** START **

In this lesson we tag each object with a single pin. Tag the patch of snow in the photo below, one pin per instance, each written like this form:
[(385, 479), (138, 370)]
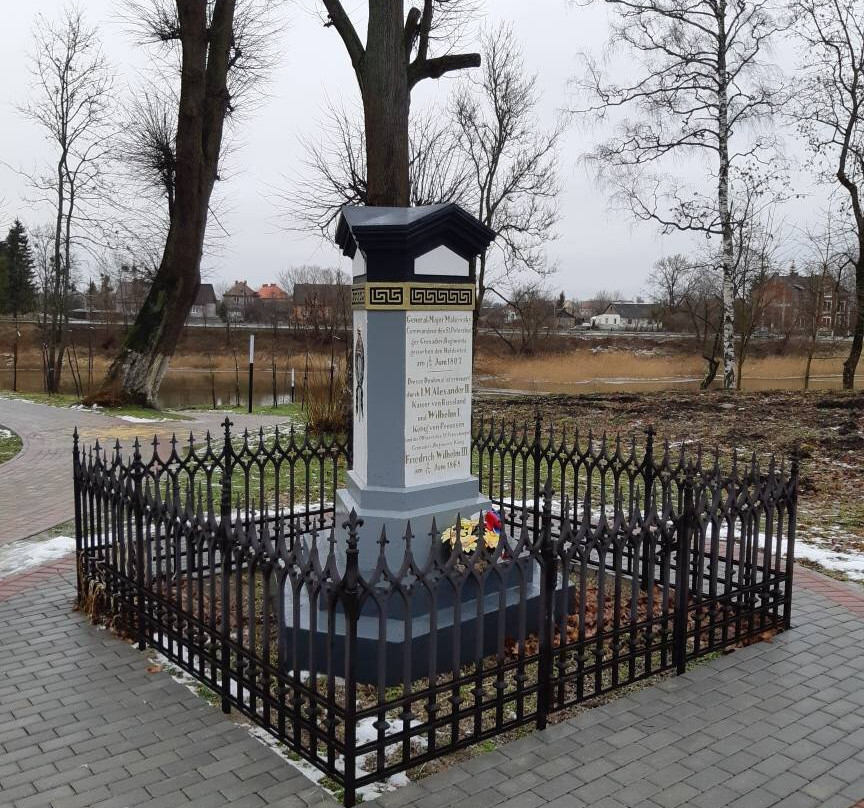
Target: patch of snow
[(24, 554), (848, 562)]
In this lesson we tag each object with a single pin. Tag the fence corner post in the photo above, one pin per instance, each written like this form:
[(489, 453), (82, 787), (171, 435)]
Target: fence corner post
[(79, 527), (547, 599), (351, 605), (225, 553), (792, 512), (648, 477), (682, 575), (137, 478), (537, 457)]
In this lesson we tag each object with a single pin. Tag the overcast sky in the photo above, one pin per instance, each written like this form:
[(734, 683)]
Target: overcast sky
[(598, 248)]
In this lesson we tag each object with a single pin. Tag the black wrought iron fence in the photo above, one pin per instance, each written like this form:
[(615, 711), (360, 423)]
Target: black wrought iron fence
[(612, 563)]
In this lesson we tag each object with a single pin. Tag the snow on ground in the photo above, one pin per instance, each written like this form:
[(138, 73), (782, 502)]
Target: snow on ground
[(850, 563), (21, 555)]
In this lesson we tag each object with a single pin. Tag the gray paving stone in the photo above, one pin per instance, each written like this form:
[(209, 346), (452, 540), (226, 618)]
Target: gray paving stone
[(709, 739)]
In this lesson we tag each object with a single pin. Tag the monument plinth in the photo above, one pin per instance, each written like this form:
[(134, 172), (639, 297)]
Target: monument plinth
[(413, 301)]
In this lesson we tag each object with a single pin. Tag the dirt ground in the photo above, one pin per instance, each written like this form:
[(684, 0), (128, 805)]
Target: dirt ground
[(827, 426)]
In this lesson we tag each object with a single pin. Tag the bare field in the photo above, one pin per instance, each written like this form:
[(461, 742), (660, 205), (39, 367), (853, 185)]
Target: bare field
[(602, 368), (827, 427)]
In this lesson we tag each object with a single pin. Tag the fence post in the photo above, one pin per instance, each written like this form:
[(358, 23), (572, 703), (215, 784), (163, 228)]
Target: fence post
[(351, 605), (138, 511), (682, 576), (79, 527), (647, 568), (547, 598), (792, 511), (225, 553), (537, 456)]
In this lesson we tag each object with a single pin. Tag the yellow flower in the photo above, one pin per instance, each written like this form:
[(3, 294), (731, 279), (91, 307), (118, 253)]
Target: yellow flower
[(469, 543)]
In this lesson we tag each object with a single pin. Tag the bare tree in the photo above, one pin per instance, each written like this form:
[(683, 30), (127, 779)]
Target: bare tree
[(669, 283), (702, 84), (830, 115), (533, 316), (335, 168), (394, 59), (72, 103), (222, 50), (511, 158)]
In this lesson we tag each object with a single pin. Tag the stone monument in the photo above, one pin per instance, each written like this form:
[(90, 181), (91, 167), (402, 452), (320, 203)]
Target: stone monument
[(413, 301)]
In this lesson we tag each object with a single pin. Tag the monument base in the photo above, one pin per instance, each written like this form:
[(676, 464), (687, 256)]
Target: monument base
[(383, 647), (391, 509)]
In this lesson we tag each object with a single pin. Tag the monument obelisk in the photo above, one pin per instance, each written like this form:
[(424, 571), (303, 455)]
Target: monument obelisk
[(413, 298)]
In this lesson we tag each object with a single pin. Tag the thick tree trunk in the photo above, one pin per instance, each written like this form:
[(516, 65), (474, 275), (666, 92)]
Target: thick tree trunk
[(723, 203), (850, 366), (137, 372), (386, 101)]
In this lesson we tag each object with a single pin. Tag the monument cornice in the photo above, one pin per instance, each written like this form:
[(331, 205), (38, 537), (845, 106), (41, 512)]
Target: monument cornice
[(385, 296), (390, 239)]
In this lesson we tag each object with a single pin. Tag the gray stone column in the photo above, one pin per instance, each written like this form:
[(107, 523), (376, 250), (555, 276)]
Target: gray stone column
[(413, 297)]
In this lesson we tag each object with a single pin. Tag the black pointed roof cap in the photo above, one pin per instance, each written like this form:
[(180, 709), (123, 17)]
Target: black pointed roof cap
[(411, 231)]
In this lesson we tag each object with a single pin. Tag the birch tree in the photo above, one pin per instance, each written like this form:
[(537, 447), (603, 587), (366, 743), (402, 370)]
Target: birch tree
[(830, 112), (396, 56), (701, 87)]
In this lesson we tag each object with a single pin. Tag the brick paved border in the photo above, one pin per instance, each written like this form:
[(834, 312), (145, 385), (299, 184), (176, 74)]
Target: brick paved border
[(846, 594)]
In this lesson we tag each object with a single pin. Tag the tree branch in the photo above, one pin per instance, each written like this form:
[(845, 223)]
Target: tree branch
[(340, 20), (435, 68)]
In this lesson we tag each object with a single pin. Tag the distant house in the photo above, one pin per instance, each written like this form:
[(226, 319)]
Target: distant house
[(625, 316), (204, 307), (566, 315), (239, 300), (790, 304), (272, 295)]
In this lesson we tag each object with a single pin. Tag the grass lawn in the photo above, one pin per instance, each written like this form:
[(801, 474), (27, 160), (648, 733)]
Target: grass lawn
[(67, 400), (288, 410), (10, 444)]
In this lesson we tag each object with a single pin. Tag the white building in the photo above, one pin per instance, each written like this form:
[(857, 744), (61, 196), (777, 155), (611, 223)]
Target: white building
[(623, 316)]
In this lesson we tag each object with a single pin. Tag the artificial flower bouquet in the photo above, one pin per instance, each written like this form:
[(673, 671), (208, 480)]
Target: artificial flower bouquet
[(470, 532)]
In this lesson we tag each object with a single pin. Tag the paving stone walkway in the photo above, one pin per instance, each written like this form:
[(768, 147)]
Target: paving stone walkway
[(36, 485), (779, 724)]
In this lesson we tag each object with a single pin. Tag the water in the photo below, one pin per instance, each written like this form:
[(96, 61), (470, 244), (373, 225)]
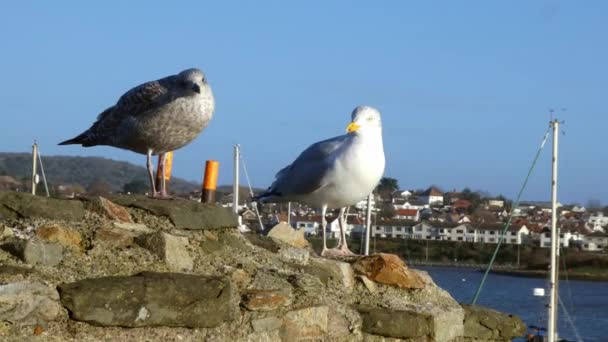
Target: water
[(586, 302)]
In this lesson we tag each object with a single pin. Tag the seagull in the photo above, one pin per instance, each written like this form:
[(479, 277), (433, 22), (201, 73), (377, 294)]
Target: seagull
[(154, 118), (335, 173)]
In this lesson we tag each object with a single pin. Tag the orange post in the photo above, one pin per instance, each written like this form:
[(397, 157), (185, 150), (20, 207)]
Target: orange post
[(168, 166), (210, 181)]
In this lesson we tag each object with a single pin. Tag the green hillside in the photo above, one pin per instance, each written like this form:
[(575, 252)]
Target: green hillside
[(83, 171)]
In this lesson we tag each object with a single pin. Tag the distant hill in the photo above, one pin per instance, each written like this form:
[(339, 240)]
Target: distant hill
[(84, 171)]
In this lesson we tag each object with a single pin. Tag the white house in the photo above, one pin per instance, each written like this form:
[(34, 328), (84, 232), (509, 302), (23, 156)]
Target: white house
[(431, 196), (597, 222), (407, 214), (566, 238), (595, 242)]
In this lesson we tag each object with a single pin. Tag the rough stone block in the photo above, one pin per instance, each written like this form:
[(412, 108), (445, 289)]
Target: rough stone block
[(265, 300), (110, 210), (151, 299), (64, 236), (35, 252), (183, 214), (341, 271), (388, 269), (487, 324), (308, 323), (169, 248), (29, 303), (294, 255), (284, 233), (26, 205)]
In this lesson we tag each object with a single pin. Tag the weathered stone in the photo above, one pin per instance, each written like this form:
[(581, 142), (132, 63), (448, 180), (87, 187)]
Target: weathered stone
[(110, 210), (265, 300), (151, 299), (22, 204), (284, 233), (307, 323), (5, 232), (370, 285), (266, 324), (183, 214), (29, 303), (66, 237), (264, 336), (239, 276), (35, 252), (136, 228), (388, 269), (396, 323), (341, 271), (115, 237), (487, 324), (169, 248), (295, 255)]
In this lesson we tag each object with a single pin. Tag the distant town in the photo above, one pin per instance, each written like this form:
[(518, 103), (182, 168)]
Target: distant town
[(465, 215), (423, 214)]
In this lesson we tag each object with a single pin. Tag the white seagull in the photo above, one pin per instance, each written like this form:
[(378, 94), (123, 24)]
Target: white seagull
[(335, 173), (154, 118)]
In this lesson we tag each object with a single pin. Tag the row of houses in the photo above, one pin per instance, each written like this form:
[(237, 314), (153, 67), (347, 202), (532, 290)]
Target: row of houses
[(517, 234)]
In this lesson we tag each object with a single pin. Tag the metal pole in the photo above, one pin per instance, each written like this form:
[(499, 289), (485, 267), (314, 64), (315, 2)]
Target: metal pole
[(368, 223), (235, 184), (554, 239), (34, 162), (46, 186)]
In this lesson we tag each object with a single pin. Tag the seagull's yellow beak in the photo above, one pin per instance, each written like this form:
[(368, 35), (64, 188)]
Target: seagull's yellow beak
[(352, 127)]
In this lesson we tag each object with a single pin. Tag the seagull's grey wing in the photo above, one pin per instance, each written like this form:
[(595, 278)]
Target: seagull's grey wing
[(146, 96), (135, 102), (307, 173)]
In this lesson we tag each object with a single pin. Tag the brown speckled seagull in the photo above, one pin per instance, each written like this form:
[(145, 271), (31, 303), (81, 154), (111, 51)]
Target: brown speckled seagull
[(154, 118)]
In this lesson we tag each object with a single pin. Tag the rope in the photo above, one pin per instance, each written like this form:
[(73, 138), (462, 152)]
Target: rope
[(46, 187), (569, 319), (255, 207), (508, 224)]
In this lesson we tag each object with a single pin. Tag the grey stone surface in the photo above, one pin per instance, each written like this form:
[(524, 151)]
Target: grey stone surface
[(266, 323), (396, 323), (169, 248), (29, 303), (35, 252), (183, 214), (487, 324), (284, 233), (341, 271), (20, 204), (295, 255), (307, 323), (151, 299)]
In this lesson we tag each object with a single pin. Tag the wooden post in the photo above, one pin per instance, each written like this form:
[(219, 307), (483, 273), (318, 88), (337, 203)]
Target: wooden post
[(168, 167), (210, 181), (34, 171)]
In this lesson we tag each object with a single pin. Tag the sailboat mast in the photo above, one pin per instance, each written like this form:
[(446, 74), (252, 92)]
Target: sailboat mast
[(235, 182), (554, 239)]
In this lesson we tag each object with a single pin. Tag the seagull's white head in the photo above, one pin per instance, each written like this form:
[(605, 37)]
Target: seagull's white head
[(193, 80), (364, 119)]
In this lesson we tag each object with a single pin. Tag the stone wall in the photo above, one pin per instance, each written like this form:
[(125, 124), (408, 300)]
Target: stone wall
[(129, 268)]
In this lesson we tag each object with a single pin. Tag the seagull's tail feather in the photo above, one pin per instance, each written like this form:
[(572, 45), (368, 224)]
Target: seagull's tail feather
[(84, 139), (270, 195)]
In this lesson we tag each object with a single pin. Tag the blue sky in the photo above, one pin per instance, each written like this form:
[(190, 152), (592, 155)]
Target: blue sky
[(464, 87)]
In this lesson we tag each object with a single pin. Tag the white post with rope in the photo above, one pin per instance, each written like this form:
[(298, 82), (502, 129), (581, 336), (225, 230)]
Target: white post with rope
[(368, 223)]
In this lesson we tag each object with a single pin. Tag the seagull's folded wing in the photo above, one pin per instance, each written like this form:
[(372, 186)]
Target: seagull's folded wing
[(308, 172)]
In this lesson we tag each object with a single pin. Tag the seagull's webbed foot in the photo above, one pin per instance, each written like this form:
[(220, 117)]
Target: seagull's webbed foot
[(161, 195), (339, 252)]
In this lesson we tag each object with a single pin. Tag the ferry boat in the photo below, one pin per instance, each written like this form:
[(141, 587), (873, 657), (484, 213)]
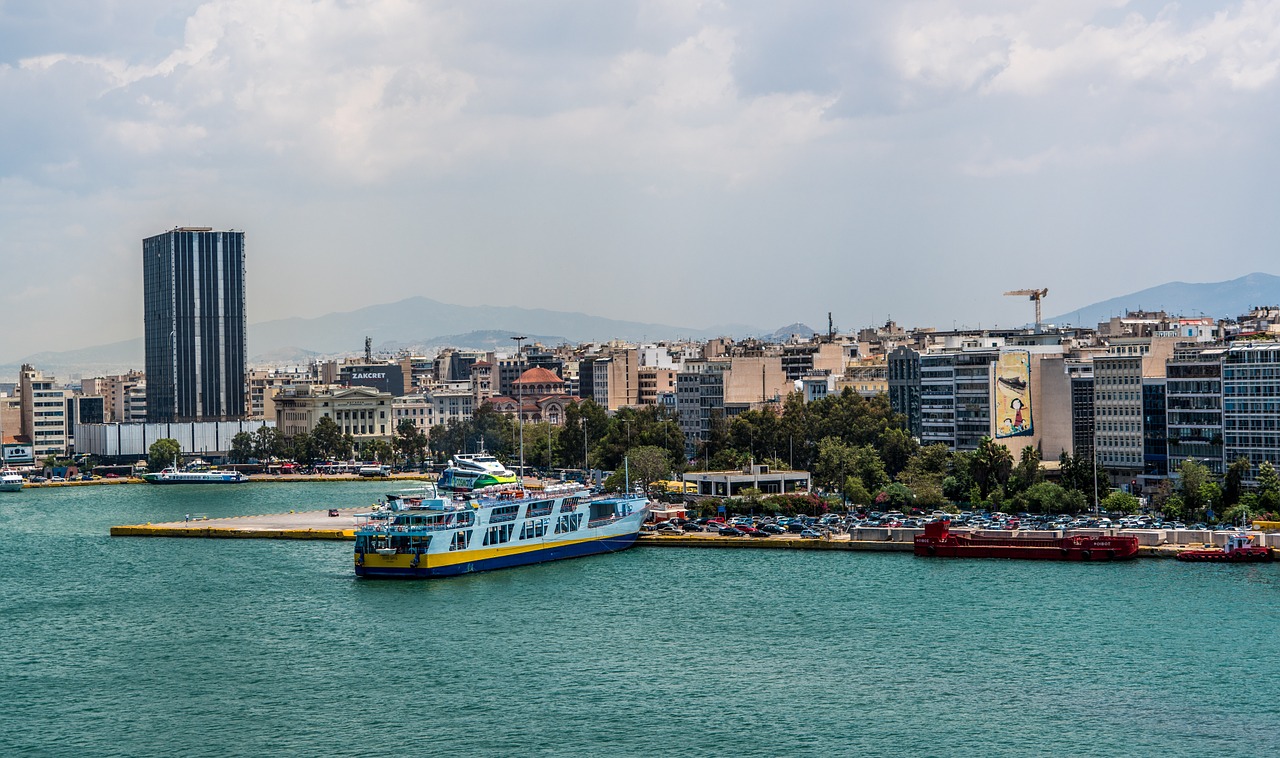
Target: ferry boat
[(10, 480), (173, 475), (1239, 548), (469, 471), (498, 528), (938, 540)]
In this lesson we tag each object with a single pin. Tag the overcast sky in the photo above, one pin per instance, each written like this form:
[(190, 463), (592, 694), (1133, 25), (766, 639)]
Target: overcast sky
[(681, 161)]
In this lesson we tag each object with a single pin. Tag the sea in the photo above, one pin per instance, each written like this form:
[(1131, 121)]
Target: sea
[(202, 647)]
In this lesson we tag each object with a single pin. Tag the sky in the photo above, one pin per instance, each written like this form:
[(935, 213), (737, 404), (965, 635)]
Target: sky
[(682, 161)]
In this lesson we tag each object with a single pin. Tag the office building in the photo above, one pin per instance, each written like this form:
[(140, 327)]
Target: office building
[(193, 315)]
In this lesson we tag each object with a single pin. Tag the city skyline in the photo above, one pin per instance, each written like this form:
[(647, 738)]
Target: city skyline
[(476, 156)]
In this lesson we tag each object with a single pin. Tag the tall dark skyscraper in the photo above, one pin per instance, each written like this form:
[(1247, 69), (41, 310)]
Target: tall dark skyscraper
[(193, 311)]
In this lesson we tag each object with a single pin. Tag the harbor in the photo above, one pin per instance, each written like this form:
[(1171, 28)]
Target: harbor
[(283, 620), (320, 525)]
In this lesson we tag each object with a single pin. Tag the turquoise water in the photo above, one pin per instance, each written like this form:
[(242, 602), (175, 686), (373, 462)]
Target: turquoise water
[(183, 647)]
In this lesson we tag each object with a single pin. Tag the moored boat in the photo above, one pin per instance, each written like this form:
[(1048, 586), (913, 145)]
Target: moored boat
[(173, 475), (1239, 548), (499, 528), (470, 471), (938, 540), (10, 480)]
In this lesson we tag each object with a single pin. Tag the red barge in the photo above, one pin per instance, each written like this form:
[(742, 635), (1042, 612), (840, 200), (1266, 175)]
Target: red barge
[(938, 540), (1238, 549)]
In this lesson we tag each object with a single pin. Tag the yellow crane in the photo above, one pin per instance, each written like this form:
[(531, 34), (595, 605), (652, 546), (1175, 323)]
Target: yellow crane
[(1036, 295)]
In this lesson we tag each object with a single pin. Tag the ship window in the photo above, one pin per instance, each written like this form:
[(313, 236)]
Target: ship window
[(498, 534), (566, 524), (503, 514)]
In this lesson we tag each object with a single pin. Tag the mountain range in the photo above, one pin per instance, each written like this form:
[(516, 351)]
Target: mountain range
[(421, 324), (1220, 300), (414, 324)]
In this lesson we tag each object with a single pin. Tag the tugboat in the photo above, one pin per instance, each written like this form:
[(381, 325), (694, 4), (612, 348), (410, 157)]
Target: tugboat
[(1239, 549), (938, 540)]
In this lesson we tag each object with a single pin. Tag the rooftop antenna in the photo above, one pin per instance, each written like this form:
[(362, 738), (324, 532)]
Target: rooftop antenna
[(1034, 295)]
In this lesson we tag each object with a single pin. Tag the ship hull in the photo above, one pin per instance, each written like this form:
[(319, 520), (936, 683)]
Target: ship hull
[(371, 565), (1024, 552), (1240, 556), (937, 540)]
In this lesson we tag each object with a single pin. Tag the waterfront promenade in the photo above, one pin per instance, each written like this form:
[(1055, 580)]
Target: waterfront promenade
[(321, 525)]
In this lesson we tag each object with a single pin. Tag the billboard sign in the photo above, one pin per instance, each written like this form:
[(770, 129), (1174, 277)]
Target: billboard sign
[(1013, 409), (14, 455)]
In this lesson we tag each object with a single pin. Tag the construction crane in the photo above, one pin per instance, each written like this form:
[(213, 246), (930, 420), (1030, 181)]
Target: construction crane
[(1036, 295)]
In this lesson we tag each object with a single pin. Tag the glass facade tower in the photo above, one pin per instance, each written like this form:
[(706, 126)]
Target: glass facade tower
[(193, 314)]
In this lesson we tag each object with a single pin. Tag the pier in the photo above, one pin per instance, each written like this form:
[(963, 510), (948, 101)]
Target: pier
[(323, 526)]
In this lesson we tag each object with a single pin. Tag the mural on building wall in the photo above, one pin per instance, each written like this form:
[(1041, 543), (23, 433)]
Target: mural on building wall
[(1013, 409)]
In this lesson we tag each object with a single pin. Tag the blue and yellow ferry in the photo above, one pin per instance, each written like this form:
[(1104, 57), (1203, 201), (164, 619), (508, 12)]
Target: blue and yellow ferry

** END **

Update the records from the line containing "the black wrought" up to and including the line containing "[(850, 563), (21, 555)]", replacing "snow on ground" with "snow-covered ground" and changing nothing else. Return only those lines.

In this lesson we tag each object with a single pin. Tag the black wrought iron fence in the photo above, one pin per instance, each written like this form:
[(615, 711), (360, 423)]
Target: black wrought iron fence
[(612, 563)]
In this lesson we tag each object with a single pin. Tag the snow-covered ground in the photo above, one pin per instance, each written like this form:
[(138, 73), (782, 502)]
Target: snow-covered ground
[(850, 563), (21, 555)]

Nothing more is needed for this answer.